-- Data for processing start --

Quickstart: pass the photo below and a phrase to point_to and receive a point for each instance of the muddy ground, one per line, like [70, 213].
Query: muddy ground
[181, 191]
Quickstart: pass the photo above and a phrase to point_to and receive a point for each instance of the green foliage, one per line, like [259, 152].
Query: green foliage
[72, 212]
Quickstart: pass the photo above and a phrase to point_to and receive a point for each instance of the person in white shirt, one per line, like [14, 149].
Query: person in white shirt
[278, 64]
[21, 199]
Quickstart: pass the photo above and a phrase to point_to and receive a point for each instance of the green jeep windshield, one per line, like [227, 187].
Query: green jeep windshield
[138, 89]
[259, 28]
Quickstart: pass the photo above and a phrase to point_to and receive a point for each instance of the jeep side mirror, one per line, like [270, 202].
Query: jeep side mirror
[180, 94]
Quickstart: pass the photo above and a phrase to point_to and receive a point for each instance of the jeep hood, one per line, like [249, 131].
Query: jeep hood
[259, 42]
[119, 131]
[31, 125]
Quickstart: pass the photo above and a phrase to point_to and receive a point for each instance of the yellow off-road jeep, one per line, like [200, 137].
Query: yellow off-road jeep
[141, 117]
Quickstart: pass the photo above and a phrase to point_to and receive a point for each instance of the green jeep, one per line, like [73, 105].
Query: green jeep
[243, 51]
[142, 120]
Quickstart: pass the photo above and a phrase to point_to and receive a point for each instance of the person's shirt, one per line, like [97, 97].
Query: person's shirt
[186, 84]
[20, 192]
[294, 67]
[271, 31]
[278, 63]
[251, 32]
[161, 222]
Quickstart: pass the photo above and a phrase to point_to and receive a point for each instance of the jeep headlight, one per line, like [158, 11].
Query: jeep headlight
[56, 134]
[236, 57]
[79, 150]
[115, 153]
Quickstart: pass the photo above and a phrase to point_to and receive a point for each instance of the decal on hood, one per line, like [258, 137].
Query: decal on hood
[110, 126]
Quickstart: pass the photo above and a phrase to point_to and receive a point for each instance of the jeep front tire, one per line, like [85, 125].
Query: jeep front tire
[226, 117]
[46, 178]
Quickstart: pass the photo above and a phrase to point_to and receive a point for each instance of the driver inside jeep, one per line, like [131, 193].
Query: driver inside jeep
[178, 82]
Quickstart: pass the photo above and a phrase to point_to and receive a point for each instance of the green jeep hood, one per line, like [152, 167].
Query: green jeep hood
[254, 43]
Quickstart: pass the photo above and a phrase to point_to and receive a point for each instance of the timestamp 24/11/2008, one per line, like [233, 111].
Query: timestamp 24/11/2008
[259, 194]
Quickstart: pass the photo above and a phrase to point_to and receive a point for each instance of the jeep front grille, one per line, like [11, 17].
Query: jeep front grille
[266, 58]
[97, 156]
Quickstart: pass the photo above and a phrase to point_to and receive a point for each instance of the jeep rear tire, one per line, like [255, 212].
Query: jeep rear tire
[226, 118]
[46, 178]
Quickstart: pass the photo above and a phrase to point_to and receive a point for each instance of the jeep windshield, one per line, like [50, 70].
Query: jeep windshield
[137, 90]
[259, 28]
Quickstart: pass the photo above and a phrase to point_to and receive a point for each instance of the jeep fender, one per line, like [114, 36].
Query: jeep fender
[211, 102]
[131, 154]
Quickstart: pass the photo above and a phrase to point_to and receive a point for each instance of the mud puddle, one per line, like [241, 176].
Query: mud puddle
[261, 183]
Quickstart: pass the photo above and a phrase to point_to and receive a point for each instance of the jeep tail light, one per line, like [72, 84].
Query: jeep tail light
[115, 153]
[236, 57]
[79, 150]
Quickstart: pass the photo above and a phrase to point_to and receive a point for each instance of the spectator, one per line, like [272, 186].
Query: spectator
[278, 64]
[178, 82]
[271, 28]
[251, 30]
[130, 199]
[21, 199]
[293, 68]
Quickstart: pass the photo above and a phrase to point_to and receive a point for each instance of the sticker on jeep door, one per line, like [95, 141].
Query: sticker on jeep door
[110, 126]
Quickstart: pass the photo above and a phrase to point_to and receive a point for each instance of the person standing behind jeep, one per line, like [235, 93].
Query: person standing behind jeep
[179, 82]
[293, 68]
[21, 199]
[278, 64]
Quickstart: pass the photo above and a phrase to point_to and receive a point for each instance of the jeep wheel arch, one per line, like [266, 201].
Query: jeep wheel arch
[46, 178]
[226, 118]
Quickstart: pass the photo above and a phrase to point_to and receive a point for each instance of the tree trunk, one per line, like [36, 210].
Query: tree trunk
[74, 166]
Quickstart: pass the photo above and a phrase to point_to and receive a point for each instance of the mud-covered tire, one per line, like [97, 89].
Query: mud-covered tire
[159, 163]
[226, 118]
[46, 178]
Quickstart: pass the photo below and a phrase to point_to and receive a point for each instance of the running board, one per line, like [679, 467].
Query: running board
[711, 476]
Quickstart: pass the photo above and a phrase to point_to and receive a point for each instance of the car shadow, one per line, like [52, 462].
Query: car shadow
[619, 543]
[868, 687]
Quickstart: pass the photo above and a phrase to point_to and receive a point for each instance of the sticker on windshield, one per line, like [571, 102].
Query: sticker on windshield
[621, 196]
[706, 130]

-- Data for processing end --

Aim of the task » The records above should be returned exactly.

Task response »
Quickstart: pass the photo below and a phrase to point_to and receive a point for each instance of the muddy ground, one per line, like [70, 213].
Query: muddy ground
[181, 191]
Quickstart: pass the photo above and a phrase to point_to and receive a point for each instance of the green foliage, one per line, like [259, 152].
Query: green foliage
[72, 212]
Quickstart: pass the photo above and a phrase to point_to and receive a point for each instance of the person in white shirt, one per line, like [14, 149].
Query: person in white shirt
[278, 64]
[21, 199]
Quickstart: pass the photo above and a phrase to point_to and receive a point for each instance of the green jeep windshield, one per line, like [227, 187].
Query: green jeep windshield
[138, 89]
[259, 28]
Quickstart: pass the photo above and a phrase to point_to and receive a point for each instance of the jeep side mirror, one per line, like [270, 202].
Query: jeep side mirror
[180, 94]
Quickstart: pass the photo above and a phrase to point_to and receive a point for each instance of the jeep hood, one per line, like [249, 131].
Query: jeep hood
[259, 42]
[119, 131]
[31, 125]
Quickstart: pass the photo above and a phrase to point_to and receive a point for each instance of the yellow off-road jeep, one per line, like [200, 137].
Query: yellow off-road jeep
[141, 117]
Quickstart: pass the photo above and a phrase to point_to and receive a point for each instance of the green jeep, one per line, like [73, 105].
Query: green jeep
[243, 51]
[142, 120]
Quickstart: pass the photo above and a phrase to point_to and receive a point for each instance of the person's shirt, one per line, like [97, 97].
Query: person's shirt
[186, 84]
[20, 192]
[294, 67]
[271, 31]
[278, 63]
[251, 32]
[161, 222]
Quickstart: pass the photo above and a phrase to point_to and receive a point for each instance of the jeep headlight, one per line, like [158, 11].
Query: jeep headlight
[56, 134]
[236, 57]
[79, 150]
[115, 153]
Quickstart: pass the photo above and a phrase to point_to and receive a point for each instance of the decal on hood, one per line, like [258, 137].
Query: decal on hood
[110, 126]
Quickstart: pass the photo above and a phrase to point_to and receive a point for each instance of the jeep front tire, one per line, like [85, 125].
Query: jeep front tire
[226, 117]
[46, 178]
Quickstart: pass the photo above and a phrase to point_to and receive a point for each instance of the driver inside jeep, one per line, like [131, 193].
Query: driver inside jeep
[178, 82]
Quickstart: pass the photo above and a phrase to point_to and receive a point for each instance of the green jeep hood, one per line, like [152, 167].
Query: green jeep hood
[254, 43]
Quickstart: pass the photo above and a phrase to point_to and receive a point for each instance of the timestamp 24/11/2008, one per line, like [233, 111].
Query: timestamp 24/11/2008
[259, 194]
Quickstart: pass the photo above and a phrase to point_to and receive a point for each instance of the jeep front grille, one per line, like [11, 17].
Query: jeep front grille
[266, 58]
[97, 156]
Quickstart: pass the photo above and a phrase to point_to and receive a point for each instance of the jeep rear tire, one per line, like [255, 212].
Query: jeep rear tire
[226, 118]
[46, 178]
Quickstart: pass the photo above and a phrase to point_to and receive a point for each instance of the jeep windshield, one per line, like [50, 70].
Query: jeep windshield
[137, 90]
[259, 28]
Quickstart: pass the photo above and a phrase to point_to and receive a point for each instance of the jeep fender, one per line, like [114, 36].
Query: jeep fender
[211, 102]
[131, 154]
Quickstart: pass the photo above and a phrase to point_to and receive a point for each instance of the mud puddle, one per line, like [241, 176].
Query: mud puddle
[261, 183]
Quickstart: pass the photo above and a phrase to point_to and receive a point for each instance of the jeep tail light, one per line, like [72, 84].
Query: jeep tail light
[115, 153]
[236, 57]
[79, 150]
Quickstart: pass the photo above and a phrase to point_to and receive a point for each instance of the spectator, one per line, like [272, 186].
Query: spectator
[278, 64]
[178, 82]
[271, 28]
[251, 30]
[130, 199]
[21, 199]
[293, 68]
Quickstart: pass the photo above and a phrase to point_to and receive a point for each instance of the sticker on jeep door, one per line, like [95, 141].
Query: sticker on jeep door
[110, 126]
Quickstart: pass the photo above and a phrase to point_to and receive a point for each instance of the person standing behind jeep, one per line, like [235, 93].
Query: person standing behind jeep
[179, 82]
[293, 68]
[21, 199]
[278, 64]
Quickstart: pass the photo above and a phrase to point_to and receive a point for each instance of the jeep wheel arch, one per line, like [266, 201].
Query: jeep wheel arch
[46, 178]
[226, 118]
Quickstart: pass the photo above and a phrase to point_to and receive a point for each instance of the tree trunk, one per line, like [36, 210].
Query: tree trunk
[74, 166]
Quickstart: pass the photo above and a phrase to point_to and receive a point for each instance of the mud-covered tire, one per line, like [97, 89].
Query: mud-covered tire
[159, 163]
[226, 118]
[46, 178]
Quickstart: pass the photo below and a phrase to point_to and receive a point for each instance of the running board, one per line, like [679, 467].
Query: running board
[711, 476]
Quickstart: pass the photo above and a phrase to point_to and receive a point for each instance of the car shadow, one per line, like [52, 462].
Query: car shadow
[619, 543]
[868, 687]
Quickstart: pass the photo above and a phrase to point_to and receive a point for each instance of the sticker on windshield, one per line, like [571, 102].
Query: sticker on windshield
[621, 196]
[706, 130]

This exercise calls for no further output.